** 提示文 **

鉄を鍛えて刀をつくることは、自らの心を鍛えること――刀鍛冶の世界に飛び込んだ少年の再生と青春を描く感動作『青の刀匠』

『青の刀匠』(天沢夏月/ポプラ社)

 高校生コテツの日常は、突然の火災事故によって一変する。父親は重傷を負って意識不明となり、コテツ自身もひどい火傷を負ってしまう。そんな彼を引き取ったのは、遠縁にあたる老婦人の剱田かがりだった。実は彼女は日本唯一の女性の刀鍛冶であり、コテツはその弟子となる――。

** 依頼 a **
『青の刀匠』の紹介文のうち、「鉄を鍛えて刀をつくることは、」から「コテツはその弟子となる――。」までを一字一句そのまま書き写すこと。

** 提供情報 **
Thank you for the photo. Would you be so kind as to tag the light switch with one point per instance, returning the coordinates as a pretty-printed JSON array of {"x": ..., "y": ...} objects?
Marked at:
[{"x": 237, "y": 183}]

...

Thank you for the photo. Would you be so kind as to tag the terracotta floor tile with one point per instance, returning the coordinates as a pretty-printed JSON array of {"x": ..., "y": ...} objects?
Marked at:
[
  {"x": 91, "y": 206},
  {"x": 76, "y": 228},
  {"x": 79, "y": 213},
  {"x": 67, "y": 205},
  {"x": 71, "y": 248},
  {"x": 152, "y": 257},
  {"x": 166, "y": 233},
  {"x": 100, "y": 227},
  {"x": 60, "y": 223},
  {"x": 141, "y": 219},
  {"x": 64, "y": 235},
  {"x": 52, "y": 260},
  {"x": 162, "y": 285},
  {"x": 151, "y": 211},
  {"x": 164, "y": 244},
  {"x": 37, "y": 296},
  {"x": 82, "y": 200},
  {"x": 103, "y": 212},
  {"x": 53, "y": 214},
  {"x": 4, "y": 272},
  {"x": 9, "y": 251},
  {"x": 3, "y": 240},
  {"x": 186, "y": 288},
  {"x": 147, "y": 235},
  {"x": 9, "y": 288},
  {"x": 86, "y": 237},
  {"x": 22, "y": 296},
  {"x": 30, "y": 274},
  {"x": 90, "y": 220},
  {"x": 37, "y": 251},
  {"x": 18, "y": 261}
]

==

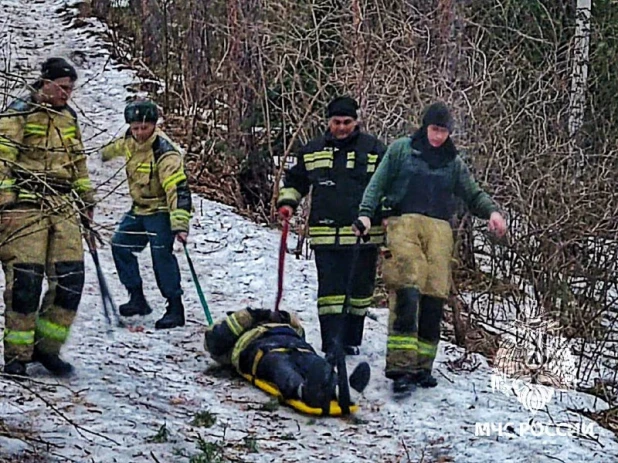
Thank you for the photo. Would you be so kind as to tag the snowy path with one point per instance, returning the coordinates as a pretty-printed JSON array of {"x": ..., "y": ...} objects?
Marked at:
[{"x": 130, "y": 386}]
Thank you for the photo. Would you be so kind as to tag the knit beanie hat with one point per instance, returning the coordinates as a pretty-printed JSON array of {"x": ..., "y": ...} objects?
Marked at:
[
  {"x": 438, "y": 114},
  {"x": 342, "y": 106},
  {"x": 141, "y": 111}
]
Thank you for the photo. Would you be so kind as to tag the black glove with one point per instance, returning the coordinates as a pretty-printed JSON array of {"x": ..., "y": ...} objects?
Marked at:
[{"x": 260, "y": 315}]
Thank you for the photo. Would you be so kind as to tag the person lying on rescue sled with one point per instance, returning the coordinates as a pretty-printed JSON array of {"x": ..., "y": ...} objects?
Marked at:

** 依頼 b **
上の一覧から、「instance」という語を含む行をすべて集めること。

** 正解 a **
鉄を鍛えて刀をつくることは、自らの心を鍛えること――刀鍛冶の世界に飛び込んだ少年の再生と青春を描く感動作『青の刀匠』

『青の刀匠』(天沢夏月/ポプラ社)

 高校生コテツの日常は、突然の火災事故によって一変する。父親は重傷を負って意識不明となり、コテツ自身もひどい火傷を負ってしまう。そんな彼を引き取ったのは、遠縁にあたる老婦人の剱田かがりだった。実は彼女は日本唯一の女性の刀鍛冶であり、コテツはその弟子となる――。

** 正解 b **
Thank you for the photo. Would you be so kind as to tag the light switch with one point per instance, returning the coordinates as a pretty-printed JSON array of {"x": ..., "y": ...} objects?
Thank you for the photo. Would you be so kind as to tag the terracotta floor tile with one point per instance, returning the coordinates as a pretty-printed JSON array of {"x": ..., "y": ...} objects?
Thank you for the photo. Would you be so kind as to tag the snowy path with one point per instance, returning the coordinates as a pretty-printed JSON array of {"x": ..., "y": ...} objects?
Thank you for the photo. Would you be so kind as to tag the knit beanie hat with one point per instance, returning the coordinates as a pretty-printed JSON array of {"x": ..., "y": ...} objects?
Thank you for the photo. Would you be so kind as to tag the black glove with one point per instance, returning the coordinates as a pretty-printed JSON array of {"x": ..., "y": ...} objects?
Thank you for the photo. Would you be so kind as to tag the person lying on rescue sled with one point per instance, returning the coordinates as a pretty-printed JSON array of {"x": ..., "y": ...} objects?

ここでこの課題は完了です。